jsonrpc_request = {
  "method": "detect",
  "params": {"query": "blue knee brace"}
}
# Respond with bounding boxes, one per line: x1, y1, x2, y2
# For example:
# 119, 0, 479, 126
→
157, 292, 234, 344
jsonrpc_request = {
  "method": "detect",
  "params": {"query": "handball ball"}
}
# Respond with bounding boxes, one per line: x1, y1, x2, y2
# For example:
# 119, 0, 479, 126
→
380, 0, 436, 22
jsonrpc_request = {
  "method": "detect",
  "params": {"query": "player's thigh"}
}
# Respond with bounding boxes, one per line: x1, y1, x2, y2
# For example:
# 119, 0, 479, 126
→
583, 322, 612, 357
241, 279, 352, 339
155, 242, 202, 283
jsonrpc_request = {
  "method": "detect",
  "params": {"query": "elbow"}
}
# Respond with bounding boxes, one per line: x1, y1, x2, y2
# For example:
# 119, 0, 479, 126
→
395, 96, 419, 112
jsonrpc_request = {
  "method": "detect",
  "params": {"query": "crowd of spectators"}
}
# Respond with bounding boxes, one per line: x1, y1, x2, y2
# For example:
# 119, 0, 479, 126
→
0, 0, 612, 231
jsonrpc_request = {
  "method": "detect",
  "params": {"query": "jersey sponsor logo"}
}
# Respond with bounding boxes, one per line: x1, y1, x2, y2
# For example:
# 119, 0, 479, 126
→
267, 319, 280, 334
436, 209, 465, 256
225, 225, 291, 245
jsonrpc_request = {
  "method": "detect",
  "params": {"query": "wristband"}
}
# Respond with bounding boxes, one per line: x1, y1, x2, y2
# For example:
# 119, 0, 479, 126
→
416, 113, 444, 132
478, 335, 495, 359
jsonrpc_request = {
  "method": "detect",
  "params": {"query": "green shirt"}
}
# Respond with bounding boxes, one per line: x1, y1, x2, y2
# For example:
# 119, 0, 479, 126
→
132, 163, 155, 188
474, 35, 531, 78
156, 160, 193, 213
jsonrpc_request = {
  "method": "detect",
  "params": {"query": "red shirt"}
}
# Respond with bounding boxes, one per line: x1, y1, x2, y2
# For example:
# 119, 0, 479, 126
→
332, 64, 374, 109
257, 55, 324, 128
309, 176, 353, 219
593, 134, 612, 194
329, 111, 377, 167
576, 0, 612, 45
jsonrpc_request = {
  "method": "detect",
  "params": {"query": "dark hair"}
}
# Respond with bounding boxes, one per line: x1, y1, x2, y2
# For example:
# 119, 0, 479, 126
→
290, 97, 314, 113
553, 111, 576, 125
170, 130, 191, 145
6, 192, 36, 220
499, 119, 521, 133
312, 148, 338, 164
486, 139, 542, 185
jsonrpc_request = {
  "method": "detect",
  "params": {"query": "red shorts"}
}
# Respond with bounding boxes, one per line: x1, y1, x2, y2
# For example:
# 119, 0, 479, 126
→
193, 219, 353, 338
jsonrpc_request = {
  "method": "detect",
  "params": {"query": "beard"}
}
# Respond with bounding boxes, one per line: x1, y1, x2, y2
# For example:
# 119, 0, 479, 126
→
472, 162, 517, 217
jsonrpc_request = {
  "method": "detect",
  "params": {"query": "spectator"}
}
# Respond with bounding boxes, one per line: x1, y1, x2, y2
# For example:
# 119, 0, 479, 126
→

--

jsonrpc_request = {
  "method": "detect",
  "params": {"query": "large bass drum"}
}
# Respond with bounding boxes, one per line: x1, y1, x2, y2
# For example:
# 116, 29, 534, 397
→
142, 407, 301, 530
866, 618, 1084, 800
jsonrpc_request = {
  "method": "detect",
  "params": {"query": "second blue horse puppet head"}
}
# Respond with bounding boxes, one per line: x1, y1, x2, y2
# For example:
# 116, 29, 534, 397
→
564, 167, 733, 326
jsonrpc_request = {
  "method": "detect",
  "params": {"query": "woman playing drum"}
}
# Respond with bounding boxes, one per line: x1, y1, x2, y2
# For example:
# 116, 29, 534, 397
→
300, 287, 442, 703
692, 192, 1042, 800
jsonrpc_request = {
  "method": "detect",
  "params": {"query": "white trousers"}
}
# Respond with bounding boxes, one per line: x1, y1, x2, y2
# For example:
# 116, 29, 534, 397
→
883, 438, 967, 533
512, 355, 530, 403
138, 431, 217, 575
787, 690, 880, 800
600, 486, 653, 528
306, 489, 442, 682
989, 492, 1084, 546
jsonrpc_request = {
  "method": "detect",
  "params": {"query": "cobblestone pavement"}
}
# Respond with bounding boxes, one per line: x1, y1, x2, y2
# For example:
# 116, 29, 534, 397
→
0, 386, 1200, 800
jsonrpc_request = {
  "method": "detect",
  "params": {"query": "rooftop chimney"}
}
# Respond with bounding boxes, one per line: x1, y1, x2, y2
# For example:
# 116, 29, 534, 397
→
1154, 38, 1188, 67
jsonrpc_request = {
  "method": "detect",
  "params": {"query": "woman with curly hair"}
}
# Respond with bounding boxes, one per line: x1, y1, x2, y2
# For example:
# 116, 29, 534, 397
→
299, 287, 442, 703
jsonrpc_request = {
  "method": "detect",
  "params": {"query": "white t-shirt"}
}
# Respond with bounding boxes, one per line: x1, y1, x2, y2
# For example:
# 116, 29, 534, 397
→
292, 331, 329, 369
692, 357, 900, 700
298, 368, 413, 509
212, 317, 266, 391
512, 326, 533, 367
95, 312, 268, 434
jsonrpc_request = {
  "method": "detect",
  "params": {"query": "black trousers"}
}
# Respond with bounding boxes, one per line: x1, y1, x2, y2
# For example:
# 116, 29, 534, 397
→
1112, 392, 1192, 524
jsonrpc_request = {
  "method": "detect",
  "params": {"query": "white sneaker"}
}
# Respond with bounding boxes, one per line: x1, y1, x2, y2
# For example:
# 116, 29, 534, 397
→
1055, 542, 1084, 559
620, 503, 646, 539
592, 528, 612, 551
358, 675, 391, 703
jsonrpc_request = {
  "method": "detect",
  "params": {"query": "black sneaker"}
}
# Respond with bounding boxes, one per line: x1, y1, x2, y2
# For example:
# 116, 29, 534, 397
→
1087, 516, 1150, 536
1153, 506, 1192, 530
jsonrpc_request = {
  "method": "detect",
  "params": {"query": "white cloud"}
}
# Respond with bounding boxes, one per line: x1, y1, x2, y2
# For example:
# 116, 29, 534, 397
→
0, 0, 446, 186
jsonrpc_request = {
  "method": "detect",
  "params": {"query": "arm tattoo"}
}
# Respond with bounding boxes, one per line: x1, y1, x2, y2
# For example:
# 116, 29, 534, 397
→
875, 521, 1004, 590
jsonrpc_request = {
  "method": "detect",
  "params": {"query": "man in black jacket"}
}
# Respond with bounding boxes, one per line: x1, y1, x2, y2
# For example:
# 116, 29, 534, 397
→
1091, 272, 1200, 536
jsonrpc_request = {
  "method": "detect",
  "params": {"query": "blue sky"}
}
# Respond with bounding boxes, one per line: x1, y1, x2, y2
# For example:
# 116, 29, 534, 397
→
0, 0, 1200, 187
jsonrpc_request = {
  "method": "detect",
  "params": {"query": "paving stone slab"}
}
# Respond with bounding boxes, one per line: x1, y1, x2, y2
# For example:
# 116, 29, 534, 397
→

==

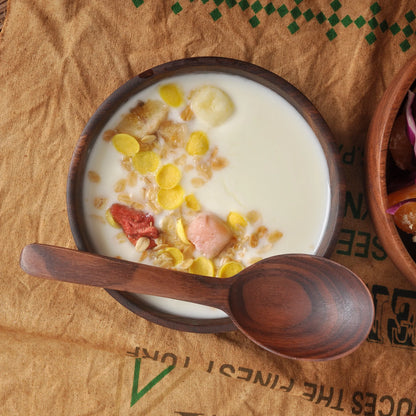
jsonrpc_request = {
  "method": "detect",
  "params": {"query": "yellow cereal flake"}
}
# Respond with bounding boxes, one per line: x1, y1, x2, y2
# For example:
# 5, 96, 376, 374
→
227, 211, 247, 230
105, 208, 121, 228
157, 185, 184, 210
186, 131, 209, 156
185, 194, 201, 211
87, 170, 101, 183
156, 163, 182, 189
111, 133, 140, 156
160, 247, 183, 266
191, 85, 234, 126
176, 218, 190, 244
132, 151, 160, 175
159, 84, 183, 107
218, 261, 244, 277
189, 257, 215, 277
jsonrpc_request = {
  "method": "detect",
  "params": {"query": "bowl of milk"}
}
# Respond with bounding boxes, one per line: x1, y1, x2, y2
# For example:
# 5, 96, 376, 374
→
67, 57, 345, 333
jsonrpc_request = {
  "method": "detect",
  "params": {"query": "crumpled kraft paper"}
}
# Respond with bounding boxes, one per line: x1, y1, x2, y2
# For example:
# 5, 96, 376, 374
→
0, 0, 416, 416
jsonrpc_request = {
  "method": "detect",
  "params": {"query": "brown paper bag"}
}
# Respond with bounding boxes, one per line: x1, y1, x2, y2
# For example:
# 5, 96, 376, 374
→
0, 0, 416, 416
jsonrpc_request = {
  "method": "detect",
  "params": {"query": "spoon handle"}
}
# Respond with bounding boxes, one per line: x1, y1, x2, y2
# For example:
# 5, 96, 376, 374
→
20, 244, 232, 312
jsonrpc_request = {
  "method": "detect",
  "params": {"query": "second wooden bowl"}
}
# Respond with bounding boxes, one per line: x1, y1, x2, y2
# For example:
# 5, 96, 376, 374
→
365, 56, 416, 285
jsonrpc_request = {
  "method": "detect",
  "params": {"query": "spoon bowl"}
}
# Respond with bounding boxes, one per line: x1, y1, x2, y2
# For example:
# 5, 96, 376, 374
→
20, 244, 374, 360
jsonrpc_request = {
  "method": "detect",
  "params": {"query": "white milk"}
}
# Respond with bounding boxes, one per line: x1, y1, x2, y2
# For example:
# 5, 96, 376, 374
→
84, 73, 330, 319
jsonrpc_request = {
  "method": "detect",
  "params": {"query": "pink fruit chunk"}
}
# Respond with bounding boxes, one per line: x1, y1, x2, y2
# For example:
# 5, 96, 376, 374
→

§ Do this: Copy out every line of the material above that contains the string "shirt". Case counts.

§ Solution to the problem:
  "params": {"query": "green shirt"}
  "params": {"query": "red shirt"}
  "params": {"query": "white t-shirt"}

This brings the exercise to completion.